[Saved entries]
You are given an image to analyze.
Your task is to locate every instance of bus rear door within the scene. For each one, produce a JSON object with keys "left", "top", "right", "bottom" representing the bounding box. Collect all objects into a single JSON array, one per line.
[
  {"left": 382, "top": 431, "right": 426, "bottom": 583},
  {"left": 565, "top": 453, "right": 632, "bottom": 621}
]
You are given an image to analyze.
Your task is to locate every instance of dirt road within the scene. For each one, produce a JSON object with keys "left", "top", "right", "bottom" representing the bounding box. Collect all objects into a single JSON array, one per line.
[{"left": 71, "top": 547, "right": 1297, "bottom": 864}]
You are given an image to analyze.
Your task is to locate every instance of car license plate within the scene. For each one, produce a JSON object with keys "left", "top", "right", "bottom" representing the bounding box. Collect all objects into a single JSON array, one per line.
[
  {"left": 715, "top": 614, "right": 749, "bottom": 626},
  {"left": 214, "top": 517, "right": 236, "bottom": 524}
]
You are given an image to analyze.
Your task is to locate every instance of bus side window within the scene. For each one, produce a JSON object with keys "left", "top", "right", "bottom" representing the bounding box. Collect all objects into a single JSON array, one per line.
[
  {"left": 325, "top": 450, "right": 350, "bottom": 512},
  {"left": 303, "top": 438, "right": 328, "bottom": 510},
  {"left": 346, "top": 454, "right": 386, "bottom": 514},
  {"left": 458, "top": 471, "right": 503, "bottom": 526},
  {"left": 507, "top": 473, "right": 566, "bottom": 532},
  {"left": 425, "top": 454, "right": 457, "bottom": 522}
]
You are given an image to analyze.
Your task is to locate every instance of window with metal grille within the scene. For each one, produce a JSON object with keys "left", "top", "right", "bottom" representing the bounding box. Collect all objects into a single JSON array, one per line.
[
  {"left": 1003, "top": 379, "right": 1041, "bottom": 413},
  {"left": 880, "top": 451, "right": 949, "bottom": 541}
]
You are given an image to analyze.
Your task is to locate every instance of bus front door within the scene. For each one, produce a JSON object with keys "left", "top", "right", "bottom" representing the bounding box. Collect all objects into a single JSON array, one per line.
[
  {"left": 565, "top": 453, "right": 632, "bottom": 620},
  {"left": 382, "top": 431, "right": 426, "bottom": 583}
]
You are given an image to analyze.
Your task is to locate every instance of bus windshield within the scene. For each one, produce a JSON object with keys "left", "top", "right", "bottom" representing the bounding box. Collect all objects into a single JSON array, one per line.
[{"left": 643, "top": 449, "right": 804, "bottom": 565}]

__Assignment__: Every record above is to be copied out again exactly as written.

__Answer for the task__:
You are given an image to analyze.
Your task is to locate every instance of bus rear door within the scene. For each one, produce a JSON object with keys "left", "top", "right", "bottom" representing the bounding box. Collect all objects into a single JSON array, one per line.
[
  {"left": 382, "top": 431, "right": 426, "bottom": 583},
  {"left": 565, "top": 453, "right": 632, "bottom": 621}
]
You are given an image to analyze.
Your task is to locate every instance of dirt road within the scene. For each one, produce a JSON object with keys "left", "top", "right", "bottom" representing the bounding box. Collect all objects into a single JSON array, one per line.
[{"left": 71, "top": 547, "right": 1297, "bottom": 864}]
You are given an image to analyze.
Your task is to locate every instance of car license plate within the scene. For each one, produce a JSON object with keys "left", "top", "right", "bottom" representing the bounding box. Collect all objects into a single JSON array, one per line.
[
  {"left": 715, "top": 614, "right": 749, "bottom": 626},
  {"left": 214, "top": 517, "right": 236, "bottom": 524}
]
You are given an image to analyze.
Your task is to locate every instance of bus side window within the scene. For each one, produce a JSON object with keys "left", "top", "right", "bottom" representing the bounding box. Collect all objects into a single JSON array, one per line.
[
  {"left": 325, "top": 450, "right": 350, "bottom": 512},
  {"left": 303, "top": 438, "right": 328, "bottom": 510},
  {"left": 346, "top": 454, "right": 386, "bottom": 514},
  {"left": 458, "top": 471, "right": 503, "bottom": 526},
  {"left": 507, "top": 473, "right": 566, "bottom": 532},
  {"left": 425, "top": 454, "right": 457, "bottom": 522}
]
You are given an image to analyze.
Your task is to locate every instance of window with metal grille within the scene. For each one, produce a JSON object with keys "left", "top", "right", "bottom" representing the bounding box. Collect all objects into a single JSON array, one per line.
[
  {"left": 1003, "top": 379, "right": 1041, "bottom": 413},
  {"left": 880, "top": 451, "right": 949, "bottom": 541}
]
You are given an image to analyze.
Your task is to locate every instance of bus front door within the scene. For each one, produce a JSON object with keys "left", "top", "right", "bottom" representing the bounding box. Collect all objects into a single JSON array, one per line.
[
  {"left": 565, "top": 453, "right": 632, "bottom": 620},
  {"left": 382, "top": 431, "right": 426, "bottom": 583}
]
You are given an image to analyze.
Your task is to locate every instance of bus windshield within the scene. For each one, produce a JSON object with keys "left", "top", "right", "bottom" representing the bounding box. Collect all objects into a single JSON array, one per line.
[{"left": 643, "top": 449, "right": 804, "bottom": 565}]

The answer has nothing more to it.